● **JOB**: Copy out the material from the line that contains "Query: white semi truck cab" through the line that contains "78), (101, 78)]]", keeping every line the same as it appears.

[Contour labeling items]
-*-*-
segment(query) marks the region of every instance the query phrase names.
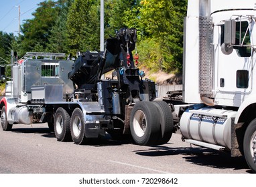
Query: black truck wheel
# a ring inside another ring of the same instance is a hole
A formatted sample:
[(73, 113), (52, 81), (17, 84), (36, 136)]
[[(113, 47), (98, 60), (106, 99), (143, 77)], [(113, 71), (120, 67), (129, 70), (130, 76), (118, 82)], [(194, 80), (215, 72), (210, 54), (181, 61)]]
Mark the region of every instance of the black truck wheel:
[(158, 110), (149, 102), (139, 102), (134, 106), (130, 118), (131, 134), (138, 145), (155, 145), (160, 133)]
[(4, 131), (10, 131), (13, 128), (13, 125), (8, 123), (7, 115), (6, 114), (6, 108), (3, 106), (1, 112), (1, 124)]
[(76, 144), (84, 144), (87, 142), (84, 126), (84, 115), (80, 108), (76, 108), (71, 116), (71, 136)]
[(249, 124), (245, 131), (243, 152), (248, 166), (256, 173), (256, 119)]
[(167, 103), (163, 101), (153, 102), (158, 110), (161, 132), (157, 144), (161, 145), (169, 142), (174, 129), (174, 120), (172, 110)]
[(58, 108), (54, 116), (54, 134), (58, 141), (71, 140), (70, 116), (63, 108)]

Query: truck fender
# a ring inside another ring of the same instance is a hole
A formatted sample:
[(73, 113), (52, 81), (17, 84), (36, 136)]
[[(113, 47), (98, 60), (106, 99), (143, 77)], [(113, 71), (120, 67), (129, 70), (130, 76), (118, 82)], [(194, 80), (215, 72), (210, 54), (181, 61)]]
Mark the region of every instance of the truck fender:
[(5, 106), (6, 108), (7, 108), (7, 102), (6, 102), (6, 98), (5, 98), (5, 97), (3, 97), (1, 100), (1, 101), (0, 101), (0, 108), (1, 108), (1, 110), (2, 110), (2, 108), (3, 108), (3, 106)]
[(1, 110), (3, 106), (5, 106), (6, 108), (6, 114), (7, 115), (7, 119), (9, 119), (9, 112), (11, 108), (16, 106), (15, 100), (12, 98), (5, 98), (3, 97), (0, 101), (0, 108)]
[[(235, 124), (237, 124), (239, 122), (240, 122), (240, 118), (241, 117), (241, 115), (243, 112), (249, 107), (249, 106), (252, 106), (253, 105), (256, 106), (256, 98), (254, 96), (249, 96), (248, 98), (247, 98), (240, 106), (236, 117), (235, 120)], [(256, 116), (255, 116), (256, 118)]]

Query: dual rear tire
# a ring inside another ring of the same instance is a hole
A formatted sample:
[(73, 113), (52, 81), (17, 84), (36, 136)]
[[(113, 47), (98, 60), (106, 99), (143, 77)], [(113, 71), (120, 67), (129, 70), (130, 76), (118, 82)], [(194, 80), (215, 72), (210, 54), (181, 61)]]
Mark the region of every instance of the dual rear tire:
[(54, 134), (60, 142), (72, 140), (76, 144), (86, 143), (87, 138), (81, 110), (76, 108), (70, 117), (65, 109), (58, 108), (54, 116)]
[(169, 142), (173, 130), (172, 112), (164, 102), (139, 102), (130, 118), (131, 134), (138, 145), (159, 145)]

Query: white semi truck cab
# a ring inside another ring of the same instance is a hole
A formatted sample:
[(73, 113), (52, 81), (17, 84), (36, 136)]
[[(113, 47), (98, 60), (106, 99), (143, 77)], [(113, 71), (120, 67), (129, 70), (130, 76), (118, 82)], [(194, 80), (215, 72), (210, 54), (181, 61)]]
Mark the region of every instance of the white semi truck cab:
[(243, 155), (256, 171), (256, 1), (189, 0), (184, 140)]
[[(256, 172), (255, 21), (256, 0), (188, 0), (183, 101), (156, 98), (154, 82), (143, 79), (134, 29), (74, 63), (28, 53), (13, 64), (12, 96), (0, 102), (3, 130), (48, 122), (58, 141), (76, 144), (107, 132), (159, 145), (180, 132), (188, 143), (244, 156)], [(111, 69), (112, 78), (101, 78)]]

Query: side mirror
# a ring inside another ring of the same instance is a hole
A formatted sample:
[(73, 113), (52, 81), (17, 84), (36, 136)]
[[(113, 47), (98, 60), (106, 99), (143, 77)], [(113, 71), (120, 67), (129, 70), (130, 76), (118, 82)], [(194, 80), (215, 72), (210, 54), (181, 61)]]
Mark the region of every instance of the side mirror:
[(221, 51), (225, 55), (229, 55), (233, 51), (231, 45), (235, 44), (236, 21), (226, 20), (224, 27), (224, 43), (221, 45)]
[(226, 20), (225, 21), (224, 43), (226, 44), (235, 44), (236, 21), (235, 20)]

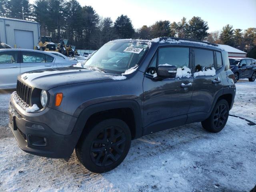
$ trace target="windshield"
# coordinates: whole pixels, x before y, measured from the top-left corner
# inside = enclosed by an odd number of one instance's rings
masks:
[[[147,49],[146,42],[111,41],[93,54],[84,67],[121,74],[138,64]]]

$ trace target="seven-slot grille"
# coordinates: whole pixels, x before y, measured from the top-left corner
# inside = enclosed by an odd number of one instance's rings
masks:
[[[31,87],[19,80],[17,81],[16,92],[18,96],[25,104],[29,105],[31,95]]]

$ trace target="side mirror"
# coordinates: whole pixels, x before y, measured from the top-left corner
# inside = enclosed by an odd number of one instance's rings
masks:
[[[165,78],[175,78],[177,73],[177,67],[172,65],[160,65],[156,71],[158,77]]]

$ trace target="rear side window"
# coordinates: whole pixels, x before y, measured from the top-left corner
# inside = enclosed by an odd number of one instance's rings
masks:
[[[221,58],[221,53],[220,52],[216,52],[216,58],[217,59],[217,69],[220,69],[222,67],[222,60]]]
[[[245,64],[246,65],[246,62],[245,61],[245,59],[243,59],[241,61],[241,62],[240,62],[240,63],[239,64],[239,65],[240,66],[242,66],[242,65],[244,64]]]
[[[177,68],[189,65],[189,48],[166,47],[159,49],[158,66],[168,64]]]
[[[211,69],[214,66],[213,51],[194,49],[195,72]]]
[[[45,55],[45,60],[46,61],[46,63],[51,63],[53,61],[54,58],[52,56],[50,56],[48,55]]]
[[[45,54],[36,52],[22,52],[23,63],[45,63]]]
[[[252,60],[250,59],[246,59],[246,65],[250,65],[252,64]]]
[[[17,51],[6,51],[0,53],[0,64],[17,63]]]

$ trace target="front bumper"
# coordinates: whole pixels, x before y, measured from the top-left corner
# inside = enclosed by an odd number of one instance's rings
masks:
[[[19,107],[11,96],[9,127],[21,149],[39,156],[69,158],[81,134],[73,131],[76,118],[50,108],[28,114]],[[65,132],[60,134],[62,128]]]

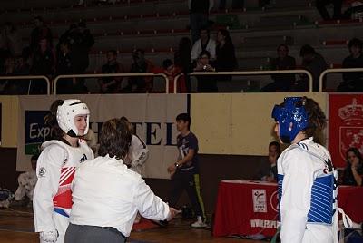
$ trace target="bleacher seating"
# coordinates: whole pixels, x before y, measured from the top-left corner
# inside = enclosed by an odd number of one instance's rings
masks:
[[[22,5],[16,5],[16,2]],[[99,70],[105,62],[104,53],[109,49],[119,52],[119,59],[125,66],[131,63],[131,52],[134,48],[145,49],[146,58],[160,65],[163,59],[172,58],[182,37],[190,36],[188,7],[184,0],[128,0],[115,5],[87,6],[74,5],[76,1],[37,1],[36,5],[32,4],[32,8],[25,2],[3,5],[0,15],[0,22],[17,23],[24,44],[29,42],[35,15],[44,18],[55,38],[71,23],[87,23],[95,37],[89,73]],[[255,3],[245,2],[252,6]],[[215,6],[218,6],[217,2]],[[213,10],[210,18],[215,26],[230,29],[239,70],[265,69],[269,58],[276,56],[276,47],[280,44],[289,45],[290,55],[297,59],[298,64],[300,63],[299,47],[309,44],[327,63],[337,66],[348,54],[347,41],[359,38],[363,33],[361,20],[321,21],[313,5],[305,0],[294,1],[294,6],[289,0],[281,0],[263,8]],[[233,24],[226,26],[223,22],[226,18],[233,18]],[[215,33],[212,31],[212,38]]]

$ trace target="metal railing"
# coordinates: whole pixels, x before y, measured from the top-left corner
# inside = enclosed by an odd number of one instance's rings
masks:
[[[103,73],[103,74],[70,74],[70,75],[59,75],[54,79],[54,94],[56,94],[56,85],[60,79],[69,78],[104,78],[104,77],[163,77],[165,80],[165,93],[169,93],[169,80],[164,73]]]
[[[242,71],[242,72],[194,72],[189,73],[190,76],[218,76],[218,75],[270,75],[270,74],[291,74],[291,73],[305,73],[309,77],[309,92],[312,92],[312,75],[311,73],[304,69],[295,69],[295,70],[266,70],[266,71]],[[182,76],[178,75],[174,79],[174,93],[177,93],[177,83],[179,78]],[[233,81],[231,81],[233,82]]]
[[[363,73],[363,68],[329,68],[325,70],[323,73],[321,73],[320,76],[319,77],[319,92],[323,91],[324,76],[326,76],[328,73],[356,73],[356,72]]]
[[[30,81],[29,88],[27,93],[29,94],[30,87],[32,86],[32,82],[35,79],[44,79],[46,81],[46,94],[51,94],[51,82],[48,77],[38,75],[38,76],[0,76],[0,80],[25,80]]]

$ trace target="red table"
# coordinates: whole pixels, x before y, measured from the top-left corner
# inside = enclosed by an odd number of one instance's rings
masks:
[[[338,207],[363,221],[363,187],[339,187]],[[248,180],[222,180],[218,190],[213,236],[273,236],[278,226],[277,184]]]

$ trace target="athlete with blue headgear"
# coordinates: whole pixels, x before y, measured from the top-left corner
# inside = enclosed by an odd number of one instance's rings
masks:
[[[272,118],[280,142],[290,144],[278,160],[281,242],[338,242],[334,169],[314,141],[326,126],[324,112],[312,99],[288,97]]]

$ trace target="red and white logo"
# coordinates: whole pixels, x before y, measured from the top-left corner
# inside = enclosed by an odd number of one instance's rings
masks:
[[[339,127],[339,154],[345,160],[349,148],[363,152],[363,104],[353,98],[351,104],[338,109],[338,116],[343,122]]]

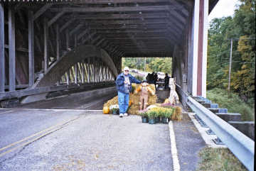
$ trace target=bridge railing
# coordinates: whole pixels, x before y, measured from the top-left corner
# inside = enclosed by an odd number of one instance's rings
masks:
[[[197,102],[176,84],[180,96],[186,104],[225,143],[248,170],[254,170],[255,142],[212,111]]]

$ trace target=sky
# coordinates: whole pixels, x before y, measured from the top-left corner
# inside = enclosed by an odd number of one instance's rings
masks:
[[[236,4],[239,4],[238,0],[219,0],[210,13],[208,21],[210,22],[214,18],[233,16]]]

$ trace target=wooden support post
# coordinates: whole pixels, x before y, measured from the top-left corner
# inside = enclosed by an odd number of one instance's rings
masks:
[[[67,46],[67,50],[68,51],[69,48],[69,33],[68,31],[65,32],[65,36],[66,36],[66,46]]]
[[[91,80],[91,77],[92,77],[92,75],[91,75],[91,71],[90,71],[90,58],[87,58],[87,71],[88,71],[88,77],[87,77],[87,80],[88,80],[88,82],[90,82],[90,80]]]
[[[33,11],[28,11],[28,85],[31,87],[35,80],[34,65],[34,31],[33,31]]]
[[[60,60],[60,26],[56,25],[56,57]]]
[[[78,45],[77,35],[75,35],[75,48]],[[75,64],[75,83],[78,84],[78,63]]]
[[[4,92],[5,84],[4,59],[4,5],[0,4],[0,92]]]
[[[46,18],[44,18],[43,21],[43,48],[44,48],[44,73],[46,74],[48,67],[48,28],[47,26],[48,20]]]
[[[67,71],[67,84],[69,85],[69,82],[70,82],[70,70],[68,70]]]
[[[82,62],[81,63],[81,71],[82,71],[82,83],[85,83],[85,65],[84,65],[84,63]]]
[[[9,91],[15,91],[16,50],[15,50],[15,16],[11,7],[9,7]]]
[[[95,57],[92,58],[92,73],[93,73],[93,82],[96,82],[96,62],[95,62]]]

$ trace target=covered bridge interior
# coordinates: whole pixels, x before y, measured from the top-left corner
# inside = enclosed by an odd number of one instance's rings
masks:
[[[176,83],[191,92],[195,13],[208,15],[217,2],[1,2],[0,101],[113,86],[122,57],[173,57]]]

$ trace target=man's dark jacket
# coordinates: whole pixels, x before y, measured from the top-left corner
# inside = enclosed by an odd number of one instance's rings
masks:
[[[140,84],[141,81],[137,79],[131,75],[130,74],[128,74],[129,79],[130,81],[130,83],[136,83],[136,84]],[[125,93],[124,92],[124,74],[121,73],[117,76],[117,78],[115,81],[115,83],[117,84],[117,89],[118,92]],[[132,86],[129,87],[129,92],[132,92]]]

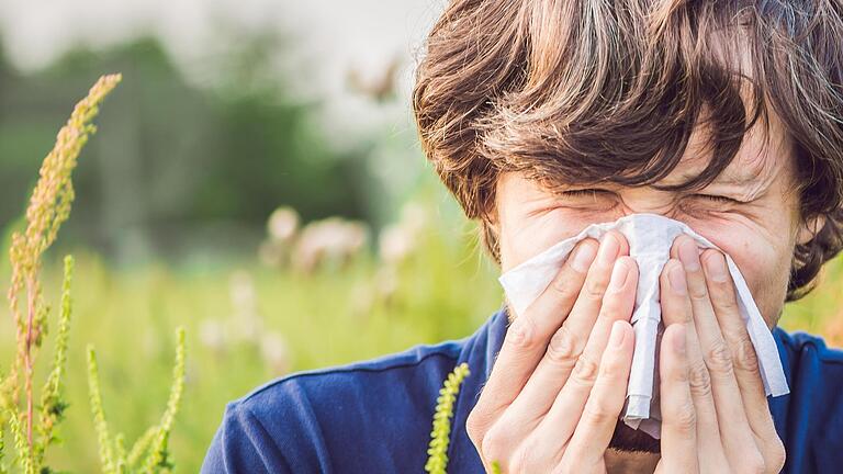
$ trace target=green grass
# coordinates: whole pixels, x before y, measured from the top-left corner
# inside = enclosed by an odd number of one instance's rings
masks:
[[[468,228],[427,228],[423,235],[416,252],[398,269],[397,286],[389,298],[378,296],[379,263],[368,253],[347,268],[305,276],[265,268],[257,259],[237,267],[176,269],[154,262],[119,271],[94,253],[74,252],[74,321],[66,379],[70,407],[58,429],[64,445],[48,454],[52,465],[72,472],[99,470],[88,407],[88,343],[97,348],[112,431],[125,432],[131,443],[161,416],[171,380],[175,330],[186,328],[187,383],[171,452],[177,472],[191,473],[199,471],[226,402],[280,375],[248,336],[248,327],[256,321],[263,327],[258,334],[277,332],[283,339],[288,371],[347,363],[473,332],[501,304],[495,269],[479,256]],[[55,301],[60,256],[47,261],[45,292]],[[843,342],[839,318],[834,318],[843,308],[842,270],[840,259],[830,263],[819,290],[790,305],[783,326]],[[255,318],[250,312],[238,312],[232,301],[232,276],[241,280],[243,274],[254,281]],[[0,276],[8,281],[8,274]],[[202,328],[207,332],[213,327],[207,321],[223,325],[228,335],[244,335],[218,347],[209,345],[213,341],[202,336]],[[12,354],[12,332],[3,305],[0,360],[8,361]],[[432,407],[436,400],[430,403]]]

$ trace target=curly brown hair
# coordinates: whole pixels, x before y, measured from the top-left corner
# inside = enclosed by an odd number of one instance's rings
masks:
[[[499,263],[502,172],[699,189],[772,108],[793,138],[801,218],[825,218],[796,246],[787,301],[798,300],[843,248],[842,15],[840,0],[453,0],[416,70],[422,146]],[[708,167],[653,184],[701,117]]]

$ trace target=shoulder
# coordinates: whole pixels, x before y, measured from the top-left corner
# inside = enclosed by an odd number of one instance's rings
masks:
[[[806,332],[774,334],[790,385],[790,394],[769,400],[785,471],[835,471],[843,463],[843,350]]]
[[[463,343],[269,382],[226,406],[203,473],[418,471],[437,393]]]
[[[821,363],[843,369],[843,350],[829,348],[819,336],[802,331],[787,332],[782,328],[776,328],[774,335],[779,340],[780,346],[784,346],[789,353],[796,354],[798,359],[807,356]]]

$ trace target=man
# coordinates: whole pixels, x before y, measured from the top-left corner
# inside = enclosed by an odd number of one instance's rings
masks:
[[[619,422],[638,268],[581,241],[524,314],[294,374],[228,405],[204,472],[420,472],[468,363],[448,471],[836,472],[843,353],[775,328],[843,247],[843,4],[454,0],[417,72],[428,159],[506,271],[591,224],[682,221],[732,257],[790,394],[766,399],[724,257],[675,239],[660,279],[662,436]],[[467,295],[470,297],[470,295]]]

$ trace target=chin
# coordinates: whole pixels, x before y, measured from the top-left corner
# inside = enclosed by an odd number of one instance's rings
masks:
[[[661,453],[661,443],[650,435],[634,430],[622,420],[615,425],[615,432],[609,441],[609,449],[620,452]]]

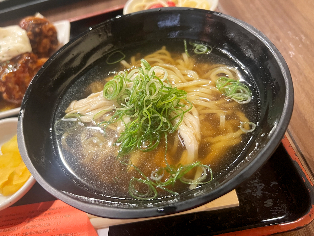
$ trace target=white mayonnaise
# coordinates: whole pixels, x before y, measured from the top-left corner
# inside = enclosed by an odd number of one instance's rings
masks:
[[[0,27],[0,62],[32,51],[26,31],[18,25]]]

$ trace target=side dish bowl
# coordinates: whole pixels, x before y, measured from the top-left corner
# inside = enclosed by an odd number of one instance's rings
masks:
[[[0,120],[0,147],[16,134],[18,118],[8,118]],[[7,196],[0,194],[0,211],[10,206],[19,200],[33,187],[36,181],[30,176],[16,192]]]
[[[19,117],[18,142],[23,160],[38,183],[56,197],[84,211],[107,218],[142,218],[182,211],[236,188],[263,165],[280,142],[292,113],[291,76],[277,49],[251,25],[214,12],[165,8],[119,16],[90,29],[44,65],[26,91]],[[75,176],[64,171],[67,167],[59,161],[59,152],[53,147],[51,127],[59,100],[86,71],[106,66],[104,55],[134,42],[170,38],[206,42],[245,65],[261,102],[250,144],[227,170],[211,182],[162,200],[117,200],[89,191]],[[95,73],[95,76],[104,75]]]

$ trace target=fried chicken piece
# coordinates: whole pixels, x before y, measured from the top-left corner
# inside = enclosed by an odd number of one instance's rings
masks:
[[[28,16],[20,22],[20,26],[27,32],[33,52],[39,58],[49,57],[58,48],[57,31],[47,19]]]
[[[0,63],[0,94],[3,98],[20,103],[32,79],[48,59],[27,53]]]

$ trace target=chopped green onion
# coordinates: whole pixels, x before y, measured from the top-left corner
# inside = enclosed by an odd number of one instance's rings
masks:
[[[213,51],[213,48],[210,46],[206,46],[201,43],[196,43],[189,42],[189,43],[193,46],[194,53],[196,54],[208,54]],[[208,47],[209,49],[208,49]]]
[[[104,97],[116,99],[119,105],[109,121],[98,125],[106,127],[123,120],[123,117],[132,118],[125,124],[124,131],[116,143],[119,145],[119,158],[134,148],[146,152],[154,149],[160,142],[161,135],[174,132],[184,114],[192,107],[186,99],[186,91],[172,87],[166,70],[157,66],[152,68],[144,59],[141,62],[141,67],[134,70],[136,73],[132,71],[128,75],[126,72],[120,72],[104,88]],[[163,74],[159,77],[156,75],[156,69]],[[127,81],[131,78],[133,85],[129,88]],[[179,121],[174,126],[171,121],[178,117]]]
[[[184,39],[183,41],[183,42],[184,44],[184,51],[185,52],[185,54],[187,54],[187,56],[188,57],[189,57],[190,55],[189,55],[189,53],[187,52],[187,40]]]
[[[216,87],[226,96],[226,98],[233,99],[241,104],[248,103],[252,99],[252,93],[247,85],[240,82],[225,77],[216,80]]]
[[[186,42],[185,42],[187,49]],[[186,53],[188,55],[187,49]],[[185,166],[179,164],[176,166],[168,164],[166,158],[167,133],[173,132],[176,130],[184,114],[192,109],[192,105],[186,99],[186,92],[172,87],[168,81],[165,70],[157,66],[152,68],[144,59],[141,62],[140,67],[133,70],[128,74],[126,72],[120,72],[105,85],[104,97],[116,100],[118,105],[112,111],[113,114],[108,121],[97,124],[105,128],[109,124],[119,121],[125,124],[124,131],[121,132],[115,143],[119,148],[117,159],[121,163],[133,166],[141,176],[140,178],[133,177],[130,181],[130,195],[140,200],[151,200],[157,196],[157,188],[171,194],[178,194],[165,188],[174,185],[177,180],[188,184],[202,184],[210,182],[213,179],[213,173],[209,166],[201,165],[199,162]],[[163,74],[156,75],[156,70],[159,72],[162,72]],[[128,87],[128,83],[131,82],[133,83],[132,87]],[[99,118],[110,111],[101,111],[94,118]],[[131,121],[125,123],[123,119],[125,117],[130,117]],[[171,121],[177,118],[179,121],[174,126]],[[130,164],[128,156],[126,155],[135,149],[143,152],[154,149],[160,143],[162,135],[165,139],[165,160],[167,166],[153,171],[150,179],[136,166]],[[198,167],[203,170],[201,177],[195,180],[184,177],[187,173]],[[208,178],[208,171],[210,174],[210,179],[206,181]],[[162,179],[164,177],[167,178],[163,181]],[[144,192],[138,190],[145,188],[147,191]]]
[[[252,126],[252,128],[250,129],[246,129],[243,126],[243,125],[245,125],[245,124],[249,125]],[[239,127],[240,128],[240,129],[245,133],[250,133],[251,132],[252,132],[255,130],[255,128],[256,127],[256,125],[253,122],[240,122]]]
[[[117,55],[117,54],[120,54],[120,55]],[[118,56],[120,56],[118,57],[118,59],[116,59],[116,60],[114,61],[110,61],[111,58],[112,57],[116,57]],[[115,64],[116,63],[117,63],[119,61],[121,61],[124,59],[125,58],[125,55],[122,52],[120,52],[119,51],[117,51],[116,52],[114,52],[108,56],[108,57],[107,58],[107,60],[106,60],[106,62],[107,63],[107,64],[108,65],[111,65],[113,64]]]

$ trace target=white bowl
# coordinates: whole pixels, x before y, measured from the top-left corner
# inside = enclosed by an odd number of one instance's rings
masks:
[[[0,120],[0,146],[16,134],[17,125],[17,118],[8,118]],[[5,196],[0,194],[0,211],[10,206],[19,200],[36,182],[35,178],[31,175],[24,185],[15,193]]]
[[[217,7],[218,5],[218,2],[219,0],[207,0],[207,2],[210,4],[211,4],[211,7],[209,9],[210,11],[214,11]],[[130,9],[134,5],[134,3],[136,3],[137,2],[139,2],[141,0],[128,0],[127,1],[124,5],[124,7],[123,8],[123,14],[125,15],[127,14],[131,13],[130,12]]]

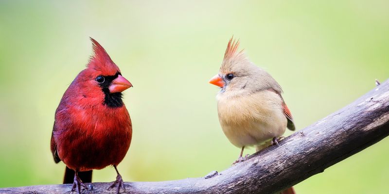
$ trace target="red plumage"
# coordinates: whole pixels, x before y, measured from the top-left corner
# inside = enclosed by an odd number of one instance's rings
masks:
[[[51,139],[54,161],[62,161],[76,177],[78,172],[110,165],[116,169],[129,147],[132,134],[121,93],[132,85],[104,48],[91,40],[94,55],[65,92],[55,111]],[[79,193],[79,185],[83,185],[76,179],[73,189],[78,187]],[[120,179],[113,186],[118,183],[123,187]]]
-*-*-
● **RESULT OF THE EXERCISE**:
Query: white semi truck cab
# a ring inside another ring of the same instance is a hole
A formatted sample:
[(73, 113), (52, 81), (17, 84), (36, 136)]
[[(113, 47), (98, 60), (106, 99), (143, 77)], [(113, 71), (120, 67), (129, 70), (130, 76), (118, 82)], [(194, 80), (215, 72), (210, 54), (181, 61)]]
Mark the region of every instance of the white semi truck cab:
[(243, 155), (256, 171), (256, 1), (189, 0), (184, 140)]
[[(256, 172), (255, 21), (256, 0), (188, 0), (183, 101), (156, 98), (154, 82), (143, 79), (134, 29), (74, 63), (28, 53), (13, 64), (12, 96), (0, 102), (3, 130), (48, 122), (58, 141), (76, 144), (107, 132), (159, 145), (180, 132), (188, 143), (244, 156)], [(111, 69), (112, 78), (101, 78)]]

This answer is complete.